Formen: AL Amyloidose und ATTR Amyloidose
Eine Herz-Amyloidose kann in verschiedenen Varianten auftreten. „Die häufigsten Formen sind die Leichtketten-Amyloidose (AL-Amyloidose) und die Transthyretin-Amyloidose (ATTR-Amyloidose)“, sagt aus dem Siepen.
Bei der AL Amyloidose produzierten körpereigene Immunzellen fehlgefaltete Proteine, erklärt der Internist. Bei der ATTR-Amyloidose dagegen sei es die Leber, die Proteine in einer fehlerhaften Form herstelle.
Vielfalt an unspezifischen Symptomen
„Leider ist es nicht so, dass sich eine Herz-Amyloidose in einem konkreten Symptom zeigt“, sagt aus dem Siepen. Vielmehr komme es zu einer Vielzahl allgemeiner Beschwerden, die sich weitgehend mit den Leitsymptomen einer Herzschwäche decken:
- Erschöpfung
- Atemnot und Kurzatmigkeit
- Ohnmachtsanfälle
- Wassereinlagerungen (Ödeme), meist an den Knöcheln
- Herzrhythmusstörungen (Herzrasen, Herzstolpern)
„Abhängig von der vorliegenden Form der Amyloidose kann es in einigen Fällen auch zu Schwindel, niedrigem Blutdruck oder Beschwerden des Nervensystems wie Taubheitsgefühl oder Schmerzen kommen“, sagt aus dem Siepen. Auffällig sei auch, dass die Amyloidose oft mit orthopädischen Krankheiten einhergehe, wie beispielsweise dem Karpaltunnelsyndrom oder der Spinalkanalstenose.
Häufigkeit: Wie oft kommt die Krankheit vor?
Die kardiale Amyloidose ist eine sehr seltene Erkrankung. Schätzungen zufolge tritt die Leichtketten-Variante bei 5 bis 13 von einer Million Personen pro Jahr auf. Ursächlich ist meist eine prinzipiell gutartige Erkrankung des Blutes, die monoklonale Gammopathie, in seltenen Fällen auch bösartige Erkrankungen des Knochenmarks (z.B. multiples Myelom).
Die Häufigkeit der kardialen ATTR-Amyloidose dürfte deutlich höher liegen, genaue Zahlen existieren jedoch nicht. Schätzungen gehen davon aus, dass etwa 30 von 100.000 Menschen betroffen sind.
Diagnose: So wird eine kardiale Amyloidose festgestellt
Zur Person
Dr. med. Fabian aus dem Siepen ist Facharzt für Innere Medizin. Er arbeitet am Universitätsklinikum Heidelberg in der Klinik für Kardiologie, Angiologie und Pneumologie und ist im dortigen Amyloidose-Zentrum für die Diagnostik und Therapie von Herz-Amyloidosen zuständig.
Wie viele seltene Krankheiten wird auch die kardiale Amyloidose oft erst spät erkannt. Studien zeigen, dass etwa 20 Prozent der Patienten mit AL-Amyloidose die Diagnose erst nach mehr als zwei Jahren erhalten. Bei über 40 Prozent der Patienten mit einer ATTR-Amyloidose wird die Erkrankung erst mehr als vier Jahre nach dem Beginn der Symptome diagnostiziert.

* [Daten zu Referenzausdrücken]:
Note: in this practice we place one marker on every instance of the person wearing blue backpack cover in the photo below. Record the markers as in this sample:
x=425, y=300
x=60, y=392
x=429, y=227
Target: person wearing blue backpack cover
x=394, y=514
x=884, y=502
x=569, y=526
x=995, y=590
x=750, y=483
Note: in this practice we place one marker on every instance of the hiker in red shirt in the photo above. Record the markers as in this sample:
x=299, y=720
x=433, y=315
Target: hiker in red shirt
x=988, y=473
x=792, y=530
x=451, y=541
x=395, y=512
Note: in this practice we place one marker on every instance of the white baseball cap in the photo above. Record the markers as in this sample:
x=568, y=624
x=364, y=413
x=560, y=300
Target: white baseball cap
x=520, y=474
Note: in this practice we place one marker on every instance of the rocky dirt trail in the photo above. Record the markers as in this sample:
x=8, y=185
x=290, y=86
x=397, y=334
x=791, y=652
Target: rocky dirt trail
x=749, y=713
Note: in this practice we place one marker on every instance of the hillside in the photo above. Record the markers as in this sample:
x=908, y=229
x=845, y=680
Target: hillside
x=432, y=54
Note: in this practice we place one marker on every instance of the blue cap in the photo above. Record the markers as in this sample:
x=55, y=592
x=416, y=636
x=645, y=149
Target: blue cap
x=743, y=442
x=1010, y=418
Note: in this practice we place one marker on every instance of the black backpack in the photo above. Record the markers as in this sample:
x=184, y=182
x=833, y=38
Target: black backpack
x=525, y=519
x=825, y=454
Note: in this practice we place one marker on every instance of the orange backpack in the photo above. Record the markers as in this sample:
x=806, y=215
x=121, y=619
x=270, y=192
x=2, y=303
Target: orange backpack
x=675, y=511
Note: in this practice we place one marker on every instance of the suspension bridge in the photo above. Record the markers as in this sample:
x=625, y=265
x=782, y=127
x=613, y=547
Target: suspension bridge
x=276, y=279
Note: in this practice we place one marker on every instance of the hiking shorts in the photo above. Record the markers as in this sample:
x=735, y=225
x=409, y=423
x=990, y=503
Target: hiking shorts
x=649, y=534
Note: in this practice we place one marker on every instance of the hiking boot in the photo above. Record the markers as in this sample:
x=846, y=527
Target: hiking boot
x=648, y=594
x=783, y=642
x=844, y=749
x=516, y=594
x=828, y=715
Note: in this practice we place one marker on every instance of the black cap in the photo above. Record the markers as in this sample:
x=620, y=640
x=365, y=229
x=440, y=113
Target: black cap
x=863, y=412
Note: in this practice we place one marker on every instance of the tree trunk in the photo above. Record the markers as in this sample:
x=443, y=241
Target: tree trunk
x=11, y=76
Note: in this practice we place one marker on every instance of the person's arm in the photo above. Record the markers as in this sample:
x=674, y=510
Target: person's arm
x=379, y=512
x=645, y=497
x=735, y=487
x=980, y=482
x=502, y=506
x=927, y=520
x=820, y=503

* [Aufgabe 1]:
Entscheiden Sie für jede der folgenden Aussagen, ob sie mit dem Text über die Herz-Amyloidose übereinstimmt, und belegen Sie jede Antwort mit einem wörtlichen Zitat aus dem Text: (a) Bei der ATTR-Amyloidose stellt die Leber die fehlerhaften Proteine her. (b) Für die Häufigkeit der kardialen ATTR-Amyloidose liegen genaue Zahlen vor. (c) Wassereinlagerungen treten meist an den Handgelenken auf.
* [Aufgabe 2]:
Zitieren Sie aus dem Text über die Herz-Amyloidose den Abschnitt, der mit den Worten „Formen: AL Amyloidose“ beginnt und mit den Worten „fehlerhaften Form herstelle.“ endet.
* [Aufgabe 3]:
Bei wie vielen Personen pro Jahr tritt die Leichtketten-Variante laut dem Text über die Herz-Amyloidose schätzungsweise auf?

* [Erwartete Antwort 1]:
(a) Ja: „Bei der ATTR-Amyloidose dagegen sei es die Leber, die Proteine in einer fehlerhaften Form herstelle.“
(b) Nein: „genaue Zahlen existieren jedoch nicht“
(c) Nein: „Wassereinlagerungen (Ödeme), meist an den Knöcheln“

* [Erwartete Antwort 2]:
Formen: AL Amyloidose und ATTR Amyloidose
Eine Herz-Amyloidose kann in verschiedenen Varianten auftreten. „Die häufigsten Formen sind die Leichtketten-Amyloidose (AL-Amyloidose) und die Transthyretin-Amyloidose (ATTR-Amyloidose)“, sagt aus dem Siepen.
Bei der AL Amyloidose produzierten körpereigene Immunzellen fehlgefaltete Proteine, erklärt der Internist. Bei der ATTR-Amyloidose dagegen sei es die Leber, die Proteine in einer fehlerhaften Form herstelle.

* [Erwartete Antwort 3]:
Bei 5 bis 13 von einer Million Personen pro Jahr.